▶ [What you are asked to do] Write out all of the data below word for word, leaving the pictures out.

-=-=-

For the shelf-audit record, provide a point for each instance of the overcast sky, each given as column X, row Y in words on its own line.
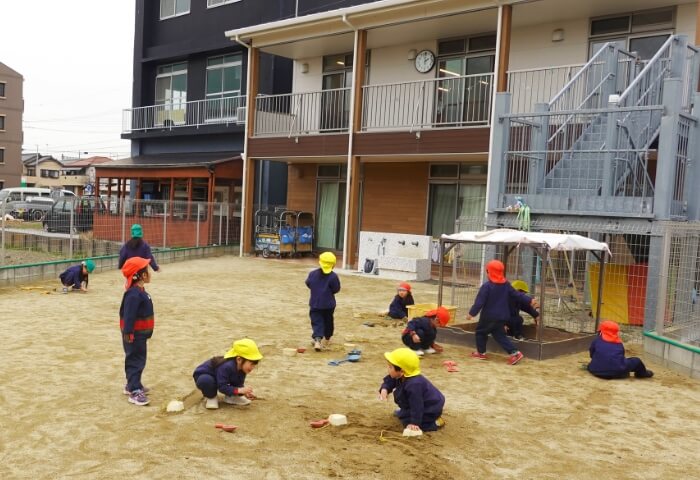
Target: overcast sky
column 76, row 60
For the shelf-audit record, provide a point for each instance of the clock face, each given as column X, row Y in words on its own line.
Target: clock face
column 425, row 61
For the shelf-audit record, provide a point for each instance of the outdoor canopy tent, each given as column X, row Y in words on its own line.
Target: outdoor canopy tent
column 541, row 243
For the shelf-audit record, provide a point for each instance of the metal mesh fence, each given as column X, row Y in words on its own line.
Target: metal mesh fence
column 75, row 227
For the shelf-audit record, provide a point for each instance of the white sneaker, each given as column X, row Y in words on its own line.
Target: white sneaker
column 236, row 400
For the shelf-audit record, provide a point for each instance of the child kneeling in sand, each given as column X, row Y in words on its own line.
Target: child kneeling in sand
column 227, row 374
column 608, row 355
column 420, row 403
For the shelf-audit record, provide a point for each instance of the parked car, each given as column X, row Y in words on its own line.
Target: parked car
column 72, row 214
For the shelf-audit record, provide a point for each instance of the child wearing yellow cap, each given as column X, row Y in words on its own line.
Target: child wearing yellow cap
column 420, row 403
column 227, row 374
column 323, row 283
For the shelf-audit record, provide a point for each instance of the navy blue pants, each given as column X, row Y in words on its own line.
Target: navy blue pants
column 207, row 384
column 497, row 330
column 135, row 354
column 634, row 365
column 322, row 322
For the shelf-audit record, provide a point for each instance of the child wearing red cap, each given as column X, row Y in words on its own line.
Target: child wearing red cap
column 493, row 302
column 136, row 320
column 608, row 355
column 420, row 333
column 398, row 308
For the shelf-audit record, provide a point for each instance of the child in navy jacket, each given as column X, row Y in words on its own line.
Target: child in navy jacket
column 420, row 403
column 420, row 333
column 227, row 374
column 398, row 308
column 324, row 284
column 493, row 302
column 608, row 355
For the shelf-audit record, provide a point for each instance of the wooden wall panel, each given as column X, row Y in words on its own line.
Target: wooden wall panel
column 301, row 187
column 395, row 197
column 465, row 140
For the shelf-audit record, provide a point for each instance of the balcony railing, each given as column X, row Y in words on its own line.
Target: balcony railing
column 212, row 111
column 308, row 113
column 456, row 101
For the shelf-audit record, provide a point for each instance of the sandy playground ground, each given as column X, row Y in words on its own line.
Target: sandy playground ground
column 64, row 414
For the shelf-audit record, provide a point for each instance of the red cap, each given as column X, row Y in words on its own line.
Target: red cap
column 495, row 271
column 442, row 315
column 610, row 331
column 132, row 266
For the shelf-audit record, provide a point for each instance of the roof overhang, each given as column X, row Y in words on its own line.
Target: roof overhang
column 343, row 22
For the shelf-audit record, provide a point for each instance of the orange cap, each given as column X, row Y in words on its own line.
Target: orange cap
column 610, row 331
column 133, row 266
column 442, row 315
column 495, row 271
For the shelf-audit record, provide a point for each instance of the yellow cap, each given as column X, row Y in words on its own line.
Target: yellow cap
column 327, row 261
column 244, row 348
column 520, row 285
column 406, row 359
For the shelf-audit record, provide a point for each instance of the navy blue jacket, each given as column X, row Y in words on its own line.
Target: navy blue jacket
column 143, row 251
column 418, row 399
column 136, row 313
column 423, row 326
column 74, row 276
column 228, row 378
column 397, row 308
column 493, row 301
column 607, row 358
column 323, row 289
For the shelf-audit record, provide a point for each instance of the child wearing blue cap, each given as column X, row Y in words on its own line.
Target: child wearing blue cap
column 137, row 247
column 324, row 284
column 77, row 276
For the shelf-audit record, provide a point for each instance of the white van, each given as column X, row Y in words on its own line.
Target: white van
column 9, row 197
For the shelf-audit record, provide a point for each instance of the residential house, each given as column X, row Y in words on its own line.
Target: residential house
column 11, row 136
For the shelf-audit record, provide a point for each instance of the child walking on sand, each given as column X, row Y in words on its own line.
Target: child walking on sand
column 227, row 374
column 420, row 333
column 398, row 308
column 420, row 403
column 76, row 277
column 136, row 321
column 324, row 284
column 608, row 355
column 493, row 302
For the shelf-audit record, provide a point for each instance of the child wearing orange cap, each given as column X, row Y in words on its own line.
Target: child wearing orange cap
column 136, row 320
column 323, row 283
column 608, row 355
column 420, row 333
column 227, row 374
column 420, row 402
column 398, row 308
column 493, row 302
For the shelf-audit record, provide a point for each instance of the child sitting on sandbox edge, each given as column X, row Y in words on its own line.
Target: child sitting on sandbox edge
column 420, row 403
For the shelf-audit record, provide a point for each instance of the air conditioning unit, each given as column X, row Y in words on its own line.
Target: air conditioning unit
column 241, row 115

-=-=-

▶ [Result below]
For the shelf-audit record, provide a point for each instance of the overcast sky, each given as column X, row Y in words on its own line.
Target: overcast sky
column 76, row 60
For the shelf-audit record, provide a point for each instance of the clock face, each given as column X, row Y in words on its own line.
Target: clock face
column 425, row 61
For the shelf-audit record, provide a point for each instance of the outdoor canopy tent, each given as column X, row Y in words on its own line.
Target: outdoor canopy tent
column 541, row 243
For the shelf-audit record, provide a point for each instance of the metal mesh fence, each given as column X, row Y in words on its own line.
Target: metal mesh fence
column 75, row 227
For the shelf-audit record, provide a point for each instance of the white sneaker, each given as column X, row Y in words on its own line.
Target: white sneaker
column 236, row 400
For the shelf-audit record, provide a point for each instance of the child kneeling in sand, each given as column X, row Y in words on its own line.
Target: child kneeling in sand
column 227, row 374
column 608, row 355
column 420, row 403
For the shelf-audit record, provide a point for each instance of the parked car, each given as column X, row Y in words on its own line.
Target: parked car
column 72, row 214
For the shelf-audit record, provide a point for each instance of the child wearing yellow cap, each given as column X, row Y in words on its own line.
Target: child wearing yellow cap
column 420, row 403
column 227, row 374
column 323, row 283
For the shelf-audit record, provide a point for each instance of the navy blue pants, each given as column X, row Y in words on its own line.
Target: navy blue pants
column 207, row 384
column 497, row 330
column 135, row 354
column 634, row 365
column 322, row 322
For the shelf-audit record, provide a point for each instance of the child wearing red cap, each given as column X, row Y in words on its own line.
Target: child wearing red cap
column 493, row 302
column 136, row 320
column 608, row 355
column 420, row 333
column 398, row 308
For the shelf-audit record, provide a point for each instance of the child in navy jacket, each given as column X, row Y in words on its own line.
Target: child in navy jacket
column 420, row 403
column 420, row 333
column 227, row 374
column 398, row 308
column 324, row 284
column 493, row 302
column 608, row 355
For the shelf-audit record, provide a point for each instance of the wooden wall panel, each given as column X, row Y in words on its own line.
Target: wooden wall panel
column 301, row 187
column 395, row 197
column 465, row 140
For the shelf-audit record, provide a point for each instance of the balcony railing, each given as column X, row Y in words on its own line.
Target: balcony railing
column 212, row 111
column 308, row 113
column 456, row 101
For the shelf-audit record, provide a point for each instance of the sandy playground ground, each given as column X, row Y in words on its own line.
Target: sandy playground ground
column 64, row 414
For the shelf-audit record, provide a point for each instance of the red cap, each given as column X, row Y in words on its own line.
Target: red cap
column 495, row 271
column 442, row 315
column 610, row 331
column 132, row 266
For the shelf-audit record, provide a point for each instance of the roof overhang, each given as column X, row Y in words on its own line.
Target: roof overhang
column 343, row 22
For the shelf-audit record, provide a point for each instance of the orange cap, each given as column X, row Y in words on its own line.
Target: orange cap
column 610, row 331
column 133, row 266
column 442, row 315
column 495, row 271
For the shelf-audit record, provide a point for each instance of the yellow cap, each given as column X, row Y in words on its own line.
Target: yellow cap
column 327, row 261
column 244, row 348
column 520, row 285
column 406, row 359
For the shelf-audit record, provide a point for each instance of the navy blue jacket, each given as column X, row Y in words on its own line.
Target: navy blue jacket
column 143, row 251
column 418, row 399
column 136, row 313
column 423, row 326
column 74, row 276
column 228, row 378
column 397, row 308
column 493, row 301
column 607, row 358
column 323, row 289
For the shelf-audit record, provide a point for each instance of the child wearing blue cap, each given as column X, row Y in words on its own line.
Target: child wearing blue cap
column 137, row 247
column 324, row 284
column 77, row 276
For the shelf-audit record, provide a point for each instance of the white van, each given as column X, row Y in words on its own line.
Target: white van
column 9, row 197
For the shelf-audit record, provide a point for each instance of the residential house, each given as column X, row Y in words on its own line.
Target: residential house
column 11, row 136
For the shelf-audit record, provide a point for each instance of the child walking on sand, each given as column X, row Y in words on its own line.
Target: child walking on sand
column 227, row 374
column 420, row 333
column 398, row 308
column 420, row 403
column 76, row 277
column 136, row 321
column 324, row 284
column 608, row 355
column 493, row 302
For the shelf-audit record, provide a point for each instance of the child wearing orange cap, each given as column X, row Y in words on its own line.
Target: child wearing orange cap
column 136, row 320
column 323, row 283
column 608, row 355
column 420, row 333
column 227, row 374
column 420, row 402
column 398, row 308
column 493, row 302
For the shelf-audit record, provide a point for each instance of the child sitting on sandbox edge, each given as column X, row Y in words on its own line.
Target: child sitting on sandbox edge
column 420, row 403
For the shelf-audit record, provide a point for each instance of the air conditioning unit, each given as column X, row Y in words on its own line.
Target: air conditioning unit
column 241, row 115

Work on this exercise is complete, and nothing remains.